• _Task details_:
Each entry that follows is to be copied exactly, minus any pictures.

• _Source records_:

—————

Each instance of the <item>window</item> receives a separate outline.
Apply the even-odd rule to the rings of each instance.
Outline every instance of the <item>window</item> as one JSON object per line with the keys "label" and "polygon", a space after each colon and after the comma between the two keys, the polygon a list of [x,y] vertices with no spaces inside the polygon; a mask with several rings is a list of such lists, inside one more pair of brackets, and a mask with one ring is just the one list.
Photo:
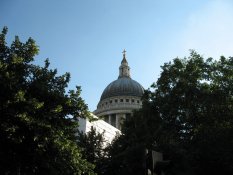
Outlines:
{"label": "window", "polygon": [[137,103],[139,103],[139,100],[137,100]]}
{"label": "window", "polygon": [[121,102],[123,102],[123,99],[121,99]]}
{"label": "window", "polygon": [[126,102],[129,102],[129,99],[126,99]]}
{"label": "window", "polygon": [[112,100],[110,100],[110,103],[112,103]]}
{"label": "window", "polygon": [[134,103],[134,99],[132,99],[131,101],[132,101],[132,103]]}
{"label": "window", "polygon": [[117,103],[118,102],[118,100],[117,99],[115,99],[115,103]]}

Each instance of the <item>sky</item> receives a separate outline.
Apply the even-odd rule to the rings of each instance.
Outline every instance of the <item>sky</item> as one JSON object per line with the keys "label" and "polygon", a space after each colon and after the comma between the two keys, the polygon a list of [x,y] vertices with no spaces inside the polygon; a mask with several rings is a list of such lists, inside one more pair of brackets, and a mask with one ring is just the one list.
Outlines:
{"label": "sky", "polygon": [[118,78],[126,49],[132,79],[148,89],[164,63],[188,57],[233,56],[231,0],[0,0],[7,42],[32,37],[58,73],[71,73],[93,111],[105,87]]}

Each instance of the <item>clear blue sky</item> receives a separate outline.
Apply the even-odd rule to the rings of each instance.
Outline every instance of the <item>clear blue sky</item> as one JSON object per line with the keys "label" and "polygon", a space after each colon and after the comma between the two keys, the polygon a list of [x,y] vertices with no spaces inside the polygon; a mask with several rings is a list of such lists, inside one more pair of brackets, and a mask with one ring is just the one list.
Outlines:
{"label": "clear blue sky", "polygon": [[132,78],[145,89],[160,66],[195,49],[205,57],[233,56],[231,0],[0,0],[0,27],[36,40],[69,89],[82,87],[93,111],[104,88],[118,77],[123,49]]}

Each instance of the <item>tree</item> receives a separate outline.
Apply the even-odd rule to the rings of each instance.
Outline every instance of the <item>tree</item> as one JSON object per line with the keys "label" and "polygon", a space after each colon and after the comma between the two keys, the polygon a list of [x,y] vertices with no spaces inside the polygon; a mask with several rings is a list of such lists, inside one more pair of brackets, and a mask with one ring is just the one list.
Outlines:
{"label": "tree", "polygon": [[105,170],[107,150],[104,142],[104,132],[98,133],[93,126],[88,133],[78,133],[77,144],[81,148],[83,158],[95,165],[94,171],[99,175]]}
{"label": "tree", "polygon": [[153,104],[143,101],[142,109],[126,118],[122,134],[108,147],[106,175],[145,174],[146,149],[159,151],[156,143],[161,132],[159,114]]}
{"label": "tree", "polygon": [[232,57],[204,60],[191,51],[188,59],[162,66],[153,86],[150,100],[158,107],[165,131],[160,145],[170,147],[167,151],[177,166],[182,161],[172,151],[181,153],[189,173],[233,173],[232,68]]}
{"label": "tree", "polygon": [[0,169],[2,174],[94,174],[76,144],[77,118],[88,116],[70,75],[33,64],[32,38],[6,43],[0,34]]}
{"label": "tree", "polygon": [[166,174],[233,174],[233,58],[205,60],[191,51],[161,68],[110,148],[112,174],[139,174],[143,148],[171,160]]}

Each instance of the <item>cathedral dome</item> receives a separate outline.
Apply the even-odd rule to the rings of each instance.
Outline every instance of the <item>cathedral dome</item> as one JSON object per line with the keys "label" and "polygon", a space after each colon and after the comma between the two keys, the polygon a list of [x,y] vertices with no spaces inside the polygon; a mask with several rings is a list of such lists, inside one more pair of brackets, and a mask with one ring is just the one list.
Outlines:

—————

• _Exercise output_:
Each instance of the <item>window</item> receives a separate outline.
Apply the even-odd rule to the rings of each instance.
Outline every instance of the <item>window</item> as one JSON object per line with the keys "label" and "polygon", a space after each colon and after the comma between the two keys, the polygon a list of [x,y] vertices with no spaces inside the polygon; a mask with several rings is a list of such lists, inside one more pair of brackets, and a mask with one ring is just the one list.
Photo:
Outlines:
{"label": "window", "polygon": [[137,103],[139,103],[139,100],[137,100]]}
{"label": "window", "polygon": [[121,102],[123,102],[123,99],[121,99]]}
{"label": "window", "polygon": [[126,102],[129,102],[129,99],[126,99]]}
{"label": "window", "polygon": [[112,100],[110,100],[110,103],[112,103]]}
{"label": "window", "polygon": [[134,103],[134,99],[132,99],[131,101],[132,101],[132,103]]}
{"label": "window", "polygon": [[117,103],[118,102],[118,100],[117,99],[115,99],[115,103]]}

Each instance of the <item>sky</item> receives a separate outline.
Apply the even-odd rule to the rings of each instance.
Outline every instance of the <item>sky</item> as one JSON object per line with the keys "label" and "polygon", a space after each colon and after the comma between the two keys, the polygon a list of [x,y] vertices with no spaces inside the polygon; a mask with several rings is a list of such lists, inside one more pair of brackets, and a mask with one ring is just the one list.
Outlines:
{"label": "sky", "polygon": [[118,78],[126,49],[132,79],[148,89],[164,63],[188,57],[233,56],[231,0],[0,0],[7,42],[32,37],[58,73],[71,73],[93,111],[105,87]]}

Each instance of the <item>clear blue sky</item> receives a separate outline.
Apply the even-odd rule to the rings of each instance.
Outline every instance of the <item>clear blue sky</item> as one JSON object per line with the keys "label" and "polygon", a space after each colon and after the comma between the two keys, the polygon a list of [x,y] vertices with no spaces inside the polygon; a mask with several rings is a list of such lists, inside one more pair of brackets, and a mask with one ring is just the one list.
Outlines:
{"label": "clear blue sky", "polygon": [[132,78],[145,89],[160,66],[195,49],[205,57],[233,56],[231,0],[0,0],[0,27],[36,40],[69,89],[82,87],[93,111],[104,88],[118,77],[123,49]]}

Each instance of the <item>tree</item> receives a separate outline.
Apply the even-odd rule to the rings of each instance.
Outline every instance of the <item>tree</item> as one JSON object per line with the keys "label" and "polygon", a space after each colon and after the comma between the two keys, the polygon a list of [x,y] vertices with no spaces inside the polygon; a mask with several rings is a list of such lists, inside one more pair of brackets, and a mask with one ring is just the one list.
Outlines:
{"label": "tree", "polygon": [[105,170],[107,150],[104,142],[104,132],[98,133],[93,126],[88,133],[78,133],[77,144],[81,148],[83,158],[95,165],[94,171],[99,175]]}
{"label": "tree", "polygon": [[153,104],[143,101],[142,109],[126,118],[122,134],[108,147],[106,175],[145,174],[146,149],[159,151],[156,143],[161,132],[159,114]]}
{"label": "tree", "polygon": [[232,57],[204,60],[191,51],[188,59],[162,66],[153,86],[150,100],[158,107],[165,131],[160,145],[170,147],[167,151],[177,166],[182,161],[172,151],[181,153],[189,173],[233,173],[232,68]]}
{"label": "tree", "polygon": [[0,169],[2,174],[94,174],[76,144],[77,118],[88,116],[70,75],[33,64],[32,38],[6,43],[0,34]]}
{"label": "tree", "polygon": [[166,174],[233,174],[233,58],[205,60],[191,51],[161,68],[110,148],[112,174],[139,174],[143,148],[171,160]]}

Each instance of the <item>cathedral dome</item> receives a separate outline.
Apply the even-odd rule to the rings of each instance.
Outline every instance of the <item>cathedral dome</item> as one JSON object per line with the keys "label" and "polygon", a space after each colon and after the comma between the two keys, the polygon a list of [x,y] vertices with no spaces inside the polygon; a mask with several rings is a list of such lists, inside one more pair of brackets, and a mask with one ring is just the one list.
Outlines:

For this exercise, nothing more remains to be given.